Records for processing »
--------------------------------------------------
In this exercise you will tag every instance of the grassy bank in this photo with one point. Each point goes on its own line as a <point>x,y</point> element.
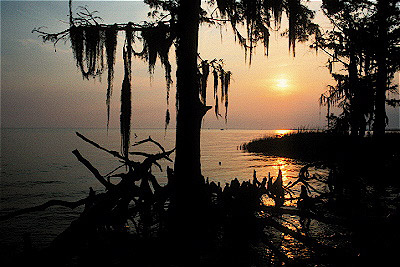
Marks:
<point>368,155</point>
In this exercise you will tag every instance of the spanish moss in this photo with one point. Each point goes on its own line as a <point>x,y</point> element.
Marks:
<point>157,41</point>
<point>205,67</point>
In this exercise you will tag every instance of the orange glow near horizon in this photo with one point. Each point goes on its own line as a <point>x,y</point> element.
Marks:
<point>282,83</point>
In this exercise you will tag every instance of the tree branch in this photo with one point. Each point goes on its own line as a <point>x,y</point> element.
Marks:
--------------------------------------------------
Task requirements »
Exactly as they appear, transcribe the lines from the top of the material above through the line with "In this exercise you will tag every instance of the spanish". Omit any picture.

Response to this task »
In this exercise you will tag every instance of the grassy bank in this photo with one point. Each point goes on its own line as a <point>x,y</point> element.
Marks:
<point>368,155</point>
In this exercise you will tag every instance of the spanish moss in this photo with one point. Each point goes on its own line as a <point>x,y</point> element.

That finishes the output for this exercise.